Teks Latihan:
Kamis, Februari 02, 2006

Terjebak Aliran Sesat NII AL ZAYTUN

Republika Jumat, 08 Juli 2005

FUUI mengingatkan banyaknya gerakan yang memberikan pemahaman salah
dan keliru terhadap Islam. Butuh penyikapan dan benteng iman yang
kuat.

Butuh waktu yang lama bagi Endi, pemuda 29 tahun, untuk menyadari
dirinya telah terjebak dalam ajaran sesat. Selama lebih dari tiga
tahun ia meyakini sebuah doktrin yang dinilainya saat itu paling benar
karena bersumber pada Kitab Suci Alquran.

Ia tak menolak ketika harus membayar 'uang hijrah', menyetorkan rupiah
tertentu setiap bulan, dan mengkafirkan umat di luar kelompoknya.
''Ajarannya terlihat meyakinkan,'' ujarnya.

Hingga suatu hari, pengajiannya digerebek tim dari Forum Ulama Ummat
Indonesia (FUUI) Bandung bersama aparat. Ia harus 'menginap' di
tahanan selama satu minggu.

Ulama Bandung kemudian membantu 'meluruskan' pemahamannya. "Saya
menyesal telah mengikuti jejak yang sesat. Mereka menyimpang dari
Islam," ujarnya. Ia mengaku terjerumus karena kurangnya pemahaman
mengenai Islam.

Butir yang tercantum dalam kumpulan data:
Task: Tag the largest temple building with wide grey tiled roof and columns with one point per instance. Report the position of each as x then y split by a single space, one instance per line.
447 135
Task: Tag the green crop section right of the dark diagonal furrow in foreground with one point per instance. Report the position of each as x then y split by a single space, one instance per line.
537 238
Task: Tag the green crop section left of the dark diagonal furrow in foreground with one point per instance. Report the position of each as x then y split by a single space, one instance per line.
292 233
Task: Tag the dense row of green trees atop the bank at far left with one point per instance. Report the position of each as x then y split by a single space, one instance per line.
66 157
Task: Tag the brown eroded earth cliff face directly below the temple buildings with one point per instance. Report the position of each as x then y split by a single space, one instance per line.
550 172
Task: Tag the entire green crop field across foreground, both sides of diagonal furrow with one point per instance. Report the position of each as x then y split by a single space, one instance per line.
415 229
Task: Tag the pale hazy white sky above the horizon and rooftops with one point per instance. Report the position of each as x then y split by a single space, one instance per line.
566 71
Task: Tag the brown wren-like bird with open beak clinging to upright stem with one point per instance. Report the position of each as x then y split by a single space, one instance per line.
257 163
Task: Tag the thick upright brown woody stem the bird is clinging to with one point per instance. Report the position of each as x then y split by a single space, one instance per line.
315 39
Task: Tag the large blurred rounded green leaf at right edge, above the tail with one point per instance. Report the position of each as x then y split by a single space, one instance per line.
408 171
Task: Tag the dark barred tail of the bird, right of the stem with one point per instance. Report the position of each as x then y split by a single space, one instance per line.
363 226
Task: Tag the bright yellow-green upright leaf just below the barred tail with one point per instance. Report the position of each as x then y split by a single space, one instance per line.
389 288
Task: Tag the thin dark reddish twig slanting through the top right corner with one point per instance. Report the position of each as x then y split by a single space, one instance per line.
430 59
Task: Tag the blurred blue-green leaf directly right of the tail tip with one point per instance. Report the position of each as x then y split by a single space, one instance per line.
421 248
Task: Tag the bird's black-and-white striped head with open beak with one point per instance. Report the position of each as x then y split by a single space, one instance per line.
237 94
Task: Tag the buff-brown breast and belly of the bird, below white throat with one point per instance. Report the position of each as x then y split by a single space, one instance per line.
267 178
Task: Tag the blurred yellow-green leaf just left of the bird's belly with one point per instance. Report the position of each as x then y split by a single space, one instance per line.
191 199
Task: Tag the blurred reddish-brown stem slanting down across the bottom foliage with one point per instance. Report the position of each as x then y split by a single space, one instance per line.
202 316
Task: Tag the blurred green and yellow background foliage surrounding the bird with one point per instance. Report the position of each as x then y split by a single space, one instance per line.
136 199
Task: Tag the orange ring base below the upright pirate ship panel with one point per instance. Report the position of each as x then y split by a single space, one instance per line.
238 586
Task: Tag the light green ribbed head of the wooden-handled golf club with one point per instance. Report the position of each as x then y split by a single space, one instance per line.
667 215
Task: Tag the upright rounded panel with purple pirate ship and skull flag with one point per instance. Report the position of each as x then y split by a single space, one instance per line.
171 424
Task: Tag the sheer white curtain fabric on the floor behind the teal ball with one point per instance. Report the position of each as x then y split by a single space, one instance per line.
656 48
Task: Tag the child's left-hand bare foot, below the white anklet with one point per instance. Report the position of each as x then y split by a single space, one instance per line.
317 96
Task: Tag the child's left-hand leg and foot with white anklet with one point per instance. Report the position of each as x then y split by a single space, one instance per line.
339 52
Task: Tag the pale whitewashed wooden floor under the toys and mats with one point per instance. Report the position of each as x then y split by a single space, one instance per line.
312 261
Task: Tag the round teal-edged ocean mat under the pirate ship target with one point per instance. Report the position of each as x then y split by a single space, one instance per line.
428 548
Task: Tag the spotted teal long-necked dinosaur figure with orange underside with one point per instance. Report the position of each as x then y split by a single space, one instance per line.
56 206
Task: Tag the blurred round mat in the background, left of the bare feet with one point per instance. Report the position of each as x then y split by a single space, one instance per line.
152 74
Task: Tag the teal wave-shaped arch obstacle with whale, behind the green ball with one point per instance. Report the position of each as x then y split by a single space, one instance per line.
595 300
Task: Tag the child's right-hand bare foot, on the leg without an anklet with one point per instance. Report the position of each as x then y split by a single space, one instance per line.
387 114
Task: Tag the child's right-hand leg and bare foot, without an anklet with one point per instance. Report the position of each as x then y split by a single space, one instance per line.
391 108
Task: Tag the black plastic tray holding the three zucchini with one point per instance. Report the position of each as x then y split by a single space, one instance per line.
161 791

Latihan 1:
Jawab pertanyaan berikut berdasarkan artikel tentang NII Al Zaytun:
(a) Berapa usia Endi?
(b) Berapa lama Endi meyakini doktrin tersebut?
(c) Berapa lama Endi harus menginap di tahanan?
Latihan 2:
Sebutkan semua hal yang tidak ditolak Endi menurut artikel tentang NII Al Zaytun.
Latihan 3:
Teruskan artikel tentang NII Al Zaytun mulai dari kalimat terakhirnya.

Jawaban 1:
(a) 29 tahun.
(b) Lebih dari tiga tahun.
(c) Satu minggu.

Jawaban 2:
- Membayar 'uang hijrah'
- Menyetorkan rupiah tertentu setiap bulan
- Mengkafirkan umat di luar kelompoknya

Jawaban 3:
Endi hanya satu contoh Muslim yang pernah tergelincir ke lembah sesat.
Musyawarah Ulama dan Ummat Islam Indonesia yang berlangsung pada Ahad
(3/7), di Masjid Al Fajr Bandung, menyebut, kini ribuan umat terjebak
menjadi pengikut aliran sesat.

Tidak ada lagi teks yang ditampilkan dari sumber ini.